CONSIGNE A
Relève toutes les rubriques qui figurent sous le titre « Synthèse » dans la fiche de l'arrêt ci-dessous.

Procureurs de l'intimé Telecommunications Workers Union: Shortt, Moore & Arsenault, Vancouver.


Synthèse
Référence neutre : [1995] 2 R.C.S. 739 ?
Date de la décision : 22/06/1995
Sens de l'arrêt : Le pourvoi est accueilli

Analyses

Contrôle judiciaire - Norme de contrôle - Conseil de la radiodiffusion et des télécommunications canadiennes - Norme de contrôle applicable à une décision du CRTC - Conflit entre une décision du CRTC et celle d'un conseil d'arbitrage - La Cour d'appel fédérale était‑elle justifiée d'intervenir dans la décision du CRTC?.

Contrôle judiciaire - Décisions contradictoires de deux tribunaux administratifs - Le respect de la décision du CRTC entraîne‑t‑il la violation de la décision du conseil d'arbitrage? - Dans l'affirmative, laquelle des deux décisions contradictoires doit prévaloir?.

CONSIGNE B
Transforme en liste numérotée, sans les lignes vides, le passage des lignes enregistrées ci-dessous qui va du début jusqu'à celle contenant "positive clicks: (134, 115)", incluse.

DONNÉES ENREGISTRÉES
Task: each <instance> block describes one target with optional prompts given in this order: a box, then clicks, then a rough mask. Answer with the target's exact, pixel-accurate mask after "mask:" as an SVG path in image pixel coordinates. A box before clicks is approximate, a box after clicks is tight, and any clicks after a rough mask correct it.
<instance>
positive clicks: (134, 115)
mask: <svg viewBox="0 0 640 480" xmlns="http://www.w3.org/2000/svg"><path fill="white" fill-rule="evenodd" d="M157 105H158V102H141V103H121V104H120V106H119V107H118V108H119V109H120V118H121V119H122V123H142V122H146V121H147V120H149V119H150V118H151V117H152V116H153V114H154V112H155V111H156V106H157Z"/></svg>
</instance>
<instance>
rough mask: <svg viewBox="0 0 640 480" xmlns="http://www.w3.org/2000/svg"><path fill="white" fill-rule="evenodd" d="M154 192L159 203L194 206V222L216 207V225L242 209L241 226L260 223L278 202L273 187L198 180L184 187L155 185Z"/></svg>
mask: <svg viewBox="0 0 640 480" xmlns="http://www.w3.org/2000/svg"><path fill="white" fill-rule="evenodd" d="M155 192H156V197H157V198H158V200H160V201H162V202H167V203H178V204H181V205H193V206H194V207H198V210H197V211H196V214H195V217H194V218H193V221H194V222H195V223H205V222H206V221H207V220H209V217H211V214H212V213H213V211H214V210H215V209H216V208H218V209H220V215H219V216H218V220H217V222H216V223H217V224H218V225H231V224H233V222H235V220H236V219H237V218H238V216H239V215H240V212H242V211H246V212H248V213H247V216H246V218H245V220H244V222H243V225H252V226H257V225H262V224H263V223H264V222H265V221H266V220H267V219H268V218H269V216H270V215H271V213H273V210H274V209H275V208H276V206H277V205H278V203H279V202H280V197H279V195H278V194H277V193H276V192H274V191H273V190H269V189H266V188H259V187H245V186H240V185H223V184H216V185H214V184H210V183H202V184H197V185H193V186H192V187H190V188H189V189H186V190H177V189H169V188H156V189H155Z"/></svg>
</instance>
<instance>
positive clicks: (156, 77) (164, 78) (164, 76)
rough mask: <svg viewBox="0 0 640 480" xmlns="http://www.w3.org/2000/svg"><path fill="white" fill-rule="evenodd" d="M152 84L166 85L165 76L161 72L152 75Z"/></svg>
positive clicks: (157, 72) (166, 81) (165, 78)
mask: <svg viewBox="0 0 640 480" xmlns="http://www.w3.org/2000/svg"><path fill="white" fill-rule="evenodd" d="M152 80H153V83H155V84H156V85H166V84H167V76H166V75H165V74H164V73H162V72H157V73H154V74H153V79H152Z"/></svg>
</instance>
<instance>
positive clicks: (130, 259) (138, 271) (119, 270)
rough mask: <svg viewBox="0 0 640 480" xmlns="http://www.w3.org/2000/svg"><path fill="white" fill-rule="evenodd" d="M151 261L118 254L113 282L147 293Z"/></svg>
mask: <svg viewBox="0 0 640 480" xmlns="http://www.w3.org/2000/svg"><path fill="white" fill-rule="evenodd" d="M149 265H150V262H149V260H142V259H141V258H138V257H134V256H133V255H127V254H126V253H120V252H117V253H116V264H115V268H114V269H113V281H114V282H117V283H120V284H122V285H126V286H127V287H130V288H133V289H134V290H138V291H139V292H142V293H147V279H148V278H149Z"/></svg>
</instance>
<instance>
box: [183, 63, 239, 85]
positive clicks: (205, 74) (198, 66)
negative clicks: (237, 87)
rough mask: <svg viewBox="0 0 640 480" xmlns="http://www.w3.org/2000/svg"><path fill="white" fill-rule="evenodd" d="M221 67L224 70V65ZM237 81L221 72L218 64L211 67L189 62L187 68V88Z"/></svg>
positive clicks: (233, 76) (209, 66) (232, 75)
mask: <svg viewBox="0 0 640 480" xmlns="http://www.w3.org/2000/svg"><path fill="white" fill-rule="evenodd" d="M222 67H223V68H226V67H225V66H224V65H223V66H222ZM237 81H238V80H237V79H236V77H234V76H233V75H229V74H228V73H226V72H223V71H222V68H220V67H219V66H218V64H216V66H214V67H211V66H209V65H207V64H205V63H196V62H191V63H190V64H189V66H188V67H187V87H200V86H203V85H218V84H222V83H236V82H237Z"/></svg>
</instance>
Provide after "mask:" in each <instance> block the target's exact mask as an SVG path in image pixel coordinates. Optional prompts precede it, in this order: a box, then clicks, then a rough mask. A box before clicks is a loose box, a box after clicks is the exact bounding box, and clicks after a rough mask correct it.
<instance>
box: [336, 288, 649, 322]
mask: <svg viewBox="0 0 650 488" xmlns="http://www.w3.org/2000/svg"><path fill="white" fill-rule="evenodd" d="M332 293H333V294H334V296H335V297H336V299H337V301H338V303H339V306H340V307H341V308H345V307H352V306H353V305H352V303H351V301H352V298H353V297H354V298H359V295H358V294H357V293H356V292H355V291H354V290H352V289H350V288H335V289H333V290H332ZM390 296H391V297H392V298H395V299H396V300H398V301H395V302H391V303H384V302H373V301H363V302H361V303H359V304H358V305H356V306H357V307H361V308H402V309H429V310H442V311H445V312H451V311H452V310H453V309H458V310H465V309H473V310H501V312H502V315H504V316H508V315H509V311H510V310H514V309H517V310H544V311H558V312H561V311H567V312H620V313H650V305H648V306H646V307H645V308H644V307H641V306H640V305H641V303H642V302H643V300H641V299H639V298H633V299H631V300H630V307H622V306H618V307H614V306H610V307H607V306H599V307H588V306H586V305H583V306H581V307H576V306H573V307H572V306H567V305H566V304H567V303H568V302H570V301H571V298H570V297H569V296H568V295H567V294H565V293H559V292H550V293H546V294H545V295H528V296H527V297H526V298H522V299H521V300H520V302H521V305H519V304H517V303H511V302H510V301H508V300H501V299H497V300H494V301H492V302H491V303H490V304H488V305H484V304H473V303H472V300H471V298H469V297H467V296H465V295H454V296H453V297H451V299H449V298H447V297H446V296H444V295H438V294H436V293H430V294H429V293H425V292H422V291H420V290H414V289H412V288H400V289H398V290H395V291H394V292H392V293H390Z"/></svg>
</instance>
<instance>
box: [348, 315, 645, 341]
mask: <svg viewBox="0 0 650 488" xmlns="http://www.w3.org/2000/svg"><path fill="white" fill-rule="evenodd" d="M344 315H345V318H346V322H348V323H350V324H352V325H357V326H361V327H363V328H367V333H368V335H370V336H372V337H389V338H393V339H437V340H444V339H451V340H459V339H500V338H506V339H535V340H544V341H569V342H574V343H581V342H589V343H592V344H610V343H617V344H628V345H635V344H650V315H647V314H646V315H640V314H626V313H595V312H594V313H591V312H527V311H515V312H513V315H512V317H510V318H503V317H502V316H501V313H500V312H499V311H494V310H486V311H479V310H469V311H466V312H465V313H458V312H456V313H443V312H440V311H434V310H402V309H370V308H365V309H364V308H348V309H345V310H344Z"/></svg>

RÉPONSE A
- Référence neutre
- Date de la décision
- Sens de l'arrêt

RÉPONSE B
1. Task: each <instance> block describes one target with optional prompts given in this order: a box, then clicks, then a rough mask. Answer with the target's exact, pixel-accurate mask after "mask:" as an SVG path in image pixel coordinates. A box before clicks is approximate, a box after clicks is tight, and any clicks after a rough mask correct it.
2. <instance>
3. positive clicks: (134, 115)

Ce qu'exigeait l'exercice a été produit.